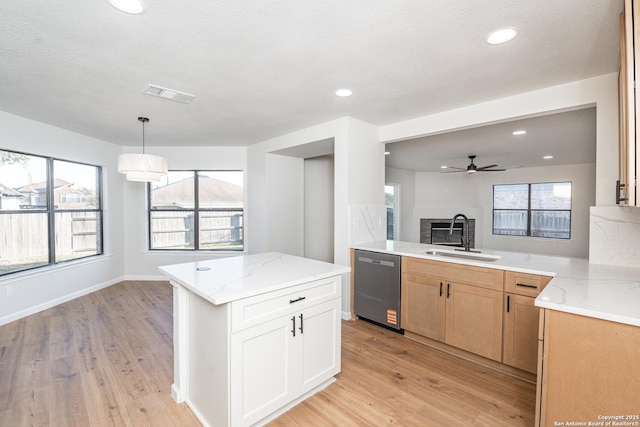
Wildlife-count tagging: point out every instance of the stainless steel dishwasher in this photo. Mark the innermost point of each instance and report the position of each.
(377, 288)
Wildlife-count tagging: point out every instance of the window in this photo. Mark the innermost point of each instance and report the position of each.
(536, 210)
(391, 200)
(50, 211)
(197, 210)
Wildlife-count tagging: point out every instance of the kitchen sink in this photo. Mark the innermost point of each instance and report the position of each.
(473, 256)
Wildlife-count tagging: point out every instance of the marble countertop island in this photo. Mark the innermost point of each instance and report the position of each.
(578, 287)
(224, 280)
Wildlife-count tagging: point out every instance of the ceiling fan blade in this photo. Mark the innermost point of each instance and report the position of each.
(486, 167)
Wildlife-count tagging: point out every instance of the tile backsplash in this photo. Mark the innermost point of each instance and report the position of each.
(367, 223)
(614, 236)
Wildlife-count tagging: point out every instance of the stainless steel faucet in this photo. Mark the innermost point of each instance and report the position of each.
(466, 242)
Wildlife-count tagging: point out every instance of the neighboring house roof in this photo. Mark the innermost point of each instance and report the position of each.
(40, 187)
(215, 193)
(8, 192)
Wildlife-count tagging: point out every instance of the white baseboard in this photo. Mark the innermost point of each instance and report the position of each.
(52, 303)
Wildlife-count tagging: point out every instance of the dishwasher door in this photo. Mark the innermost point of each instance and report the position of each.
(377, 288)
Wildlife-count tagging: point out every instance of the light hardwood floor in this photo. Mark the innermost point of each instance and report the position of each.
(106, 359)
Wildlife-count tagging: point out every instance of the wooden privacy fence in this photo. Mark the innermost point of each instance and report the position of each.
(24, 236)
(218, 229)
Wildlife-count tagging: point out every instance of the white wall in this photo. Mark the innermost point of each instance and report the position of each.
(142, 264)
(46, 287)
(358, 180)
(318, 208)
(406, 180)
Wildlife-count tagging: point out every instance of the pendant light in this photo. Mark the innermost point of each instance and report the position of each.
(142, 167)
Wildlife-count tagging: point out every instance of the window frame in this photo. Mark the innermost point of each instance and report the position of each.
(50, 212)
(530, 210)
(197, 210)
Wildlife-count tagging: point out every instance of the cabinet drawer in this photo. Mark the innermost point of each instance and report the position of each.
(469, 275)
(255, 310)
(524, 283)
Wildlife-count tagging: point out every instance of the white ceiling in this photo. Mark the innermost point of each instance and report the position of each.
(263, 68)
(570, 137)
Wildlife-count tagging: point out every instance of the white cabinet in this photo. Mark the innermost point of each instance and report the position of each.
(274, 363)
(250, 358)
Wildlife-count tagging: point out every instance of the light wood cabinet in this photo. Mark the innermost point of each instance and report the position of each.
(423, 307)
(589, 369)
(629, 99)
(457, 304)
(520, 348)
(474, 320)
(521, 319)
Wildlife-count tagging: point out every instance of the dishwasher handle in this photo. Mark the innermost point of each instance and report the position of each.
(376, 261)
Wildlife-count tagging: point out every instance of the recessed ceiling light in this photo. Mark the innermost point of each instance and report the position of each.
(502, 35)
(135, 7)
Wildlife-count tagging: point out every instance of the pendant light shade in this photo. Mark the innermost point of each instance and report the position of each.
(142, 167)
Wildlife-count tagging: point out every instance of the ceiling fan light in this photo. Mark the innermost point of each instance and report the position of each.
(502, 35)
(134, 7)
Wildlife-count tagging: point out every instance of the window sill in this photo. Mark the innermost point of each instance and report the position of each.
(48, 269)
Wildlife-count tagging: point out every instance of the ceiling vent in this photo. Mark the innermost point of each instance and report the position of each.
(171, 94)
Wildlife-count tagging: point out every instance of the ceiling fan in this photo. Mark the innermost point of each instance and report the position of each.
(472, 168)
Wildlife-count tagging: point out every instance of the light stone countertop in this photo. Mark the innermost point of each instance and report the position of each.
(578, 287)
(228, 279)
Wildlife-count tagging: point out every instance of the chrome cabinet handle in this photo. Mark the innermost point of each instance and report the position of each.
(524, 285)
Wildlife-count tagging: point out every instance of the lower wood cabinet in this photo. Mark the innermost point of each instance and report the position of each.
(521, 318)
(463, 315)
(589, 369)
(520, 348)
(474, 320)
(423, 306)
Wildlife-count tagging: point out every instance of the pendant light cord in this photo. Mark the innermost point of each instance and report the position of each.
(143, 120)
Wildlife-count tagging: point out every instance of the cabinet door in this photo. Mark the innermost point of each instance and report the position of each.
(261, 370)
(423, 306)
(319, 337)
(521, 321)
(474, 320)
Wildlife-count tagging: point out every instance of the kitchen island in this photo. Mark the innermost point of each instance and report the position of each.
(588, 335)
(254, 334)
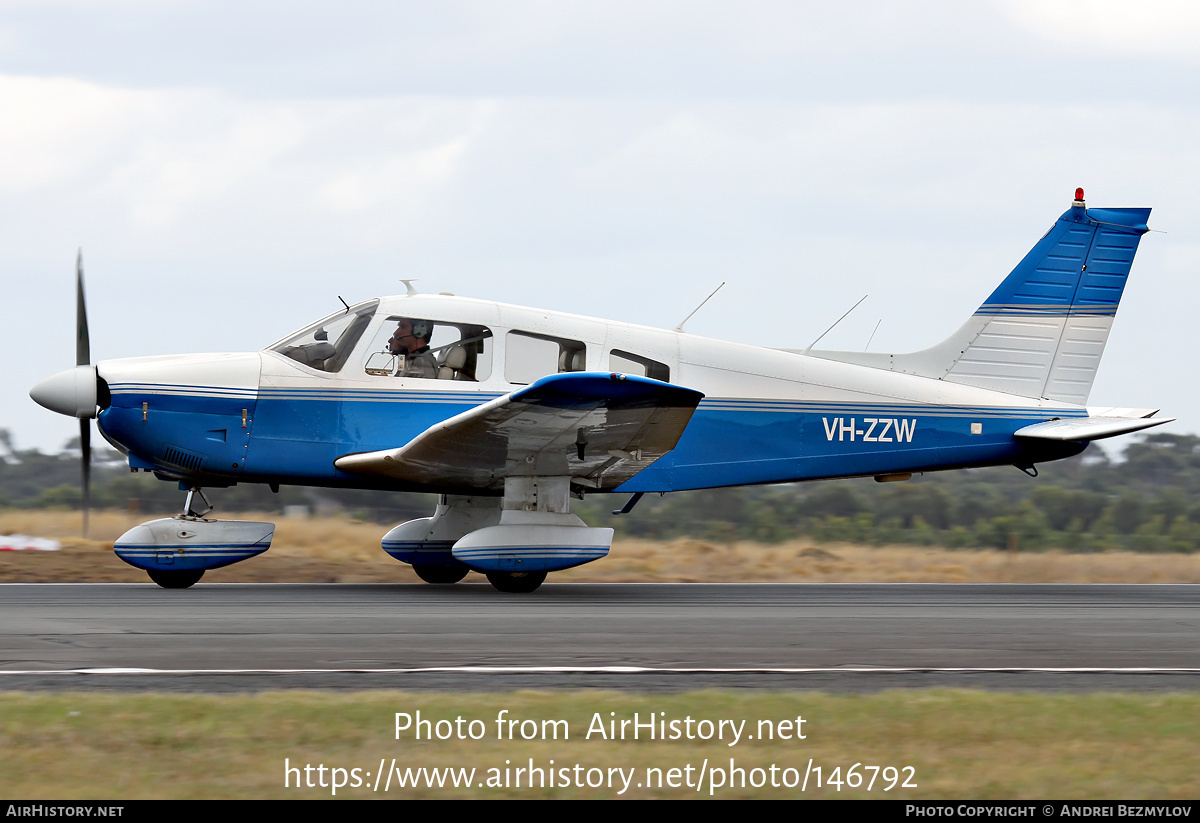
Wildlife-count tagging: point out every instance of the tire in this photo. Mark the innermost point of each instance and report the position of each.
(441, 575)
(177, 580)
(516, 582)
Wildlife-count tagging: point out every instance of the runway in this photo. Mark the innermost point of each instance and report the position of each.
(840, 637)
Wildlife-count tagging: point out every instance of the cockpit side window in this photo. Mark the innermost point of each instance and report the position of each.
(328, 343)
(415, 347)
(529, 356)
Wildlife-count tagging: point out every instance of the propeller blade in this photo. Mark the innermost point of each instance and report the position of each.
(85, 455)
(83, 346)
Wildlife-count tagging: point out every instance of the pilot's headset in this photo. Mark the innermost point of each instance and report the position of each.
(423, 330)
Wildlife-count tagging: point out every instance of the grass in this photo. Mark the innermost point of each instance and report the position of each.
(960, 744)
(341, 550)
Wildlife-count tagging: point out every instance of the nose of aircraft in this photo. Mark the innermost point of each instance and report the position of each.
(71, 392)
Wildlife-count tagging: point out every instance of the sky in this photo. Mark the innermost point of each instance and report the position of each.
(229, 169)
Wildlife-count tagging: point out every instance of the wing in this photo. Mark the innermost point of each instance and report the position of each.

Aim of the exercise
Restate the data word for word and exclude every picture.

Output of the exercise
Wildlife-count tagging: point out every instance of the stainless steel dishwasher in this photo. Mark the innermost point of each instance and report the position of each.
(377, 288)
Wildlife-count tagging: point out every instance of the window in this photo. Mark the innermost point of each instance and report the position of each.
(536, 210)
(391, 200)
(50, 211)
(197, 210)
Wildlife-count tagging: point out every instance of the kitchen sink in this photo. Mark the innermost point of each instance and report the position of each.
(473, 256)
Wildlife-count tagging: point out every instance of the marble countertop island in this photo. Mark the innermost point of each instance and report the position of each.
(578, 287)
(224, 280)
Wildlife-count tagging: point out every instance of the ceiling fan blade in this photo. Mark the innermost point of each instance and report the position of each.
(486, 167)
Wildlife-count tagging: point out every instance of the tile backsplash in this photo. Mark the innermost point of each instance and report the position of each.
(367, 223)
(614, 236)
Wildlife-count tagging: point out every instance of the stainless steel faucet in this photo. Mark the innermost point of each instance and report the position of each.
(466, 242)
Wildlife-count tagging: point out every instance of the neighboring house roof in this photo. Mark the innermost point of each instance and report the position of each.
(40, 187)
(215, 193)
(8, 192)
Wildlife-count tagging: point out every instance of the white baseboard in this photo. Mark the innermost point of each instance and report the position of each.
(52, 303)
Wildlife-count tagging: point out every instance of the dishwasher door in this photo. Mark the innermost point of each instance and report the position of each.
(377, 288)
Wildlife-count tagging: point out every instance of the light hardwood floor in this photo. Mark the innermost point of each instance and report the position of each.
(106, 359)
Wildlife-count tagging: point out every instance of the wooden privacy fence in this photo. Mark the innermost point of each instance and report the position of each.
(24, 236)
(218, 229)
Wildlife-count tagging: point out every instance of the white wall in this photo. Mark the innermost point of each instance and report the position of each.
(142, 264)
(46, 287)
(358, 180)
(318, 208)
(406, 180)
Wildlife-count tagging: point out every instance of the pendant light in this photo. Mark the innermost point of each instance and report the position of each.
(142, 167)
Wildlife-count tagging: point out every instance of the window frame in this photo. Mark the innermost point of each instance and report the position of each.
(50, 212)
(530, 210)
(197, 210)
Wildlife-count tagging: point out every instance of the cabinet drawer in this photo. Mark the innermost point of each instance and report the position of each.
(469, 275)
(255, 310)
(524, 283)
Wildlife-count tagging: point out every instance of the white ceiling in this photo. Mark the innermost point of each instance and report the position of each.
(263, 68)
(570, 137)
Wildlife-count tagging: point out every instance of the white cabinet in this photo. Mark the innermost point of each instance and report the position of each.
(274, 363)
(250, 358)
Wildlife-count tagging: point out every instance of the light wood cabinet in this photo. Mark the innermost point of each instance and report the position of each.
(423, 307)
(589, 369)
(629, 99)
(457, 304)
(520, 348)
(474, 320)
(521, 319)
Wildlife-count tagging: point out every instance of the dishwasher handle in this photo. Mark the innermost point of each instance and report the position of each.
(376, 261)
Wildlife-count tagging: point out every instance of the recessed ceiling light in this photo. Mark the innermost point of each instance and report the position of each.
(502, 35)
(135, 7)
Wildlife-count tagging: point out every instance of the pendant light shade in this photo. Mark the innermost point of each instance and report the position of each.
(142, 167)
Wildlife-count tagging: point out every instance of the ceiling fan light in this photo. Mark the innermost point of each instance and report the position of each.
(502, 35)
(134, 7)
Wildlife-count tagging: point out every instance of the window sill in this photo. Mark the innermost point of each instance and report the position of each.
(48, 269)
Wildlife-count tagging: point out every instance of the ceiling vent in this photo. Mark the innermost point of each instance and report the position of each.
(171, 94)
Wildlife-count tagging: point out every instance of the ceiling fan in this photo. Mark the innermost point of each instance and report the position of each.
(472, 168)
Wildlife-count tagging: point out every instance of the light stone countertop in this photo. Mark the innermost point of each instance and report the position of each.
(578, 287)
(228, 279)
Wildlife-count tagging: point out every instance of the chrome cabinet handle in this photo. Mark the innermost point of each instance and report the position of each.
(524, 285)
Wildlife-count tagging: point out every instance of the lower wood cabinet in this photo. Mark the innermost point of each instance and report the position of each.
(521, 318)
(463, 315)
(589, 369)
(520, 348)
(474, 320)
(423, 306)
Wildlife-count tagging: point out every instance of the pendant light cord in this photo. Mark the innermost point of each instance and report the position of each.
(143, 120)
Wildlife-count tagging: point out every instance of the cabinet door in this photo. Mark the innermost point of each instance and report the position of each.
(261, 370)
(423, 306)
(319, 337)
(521, 321)
(474, 320)
Wildlife-count tagging: point out every instance of the kitchen island in this photo. Mark the innermost point of each instance and report the position of each.
(588, 335)
(254, 334)
Wildlife-count tagging: point out every instance of the tire in this photo. Mark the innermost point of each instance and report the position of each.
(441, 575)
(177, 580)
(516, 582)
Wildlife-count tagging: point out every instance of the runway in this photo. Mark the innermost point of each instance and report the position of each.
(840, 637)
Wildlife-count tagging: point out every instance of the cockpit side window in this photo. Mark the innermost point of each instance and report the position of each.
(328, 343)
(415, 347)
(529, 356)
Wildlife-count tagging: point out every instance of the propeller blade in this photo. Mark the innermost point of each instance and report the position of each.
(85, 455)
(83, 346)
Wildlife-count tagging: point out every instance of the pilot's headset in this photo. Mark the innermost point of each instance and report the position of each.
(423, 330)
Wildlife-count tagging: point out every instance of the grass in this photo. Mark the innermost point of each instance and report the position of each.
(960, 744)
(341, 550)
Wildlife-count tagging: point out every instance of the nose of aircraft in this photo. Mark the innermost point of each instance and report the position of each.
(71, 392)
Wildlife-count tagging: point out every instance of the sky in this photo. Mark the innermost point of each instance and report the position of each.
(229, 169)
Wildlife-count tagging: point out every instance of the wing in this photo. Mark the innermost point of each instance and report the position of each.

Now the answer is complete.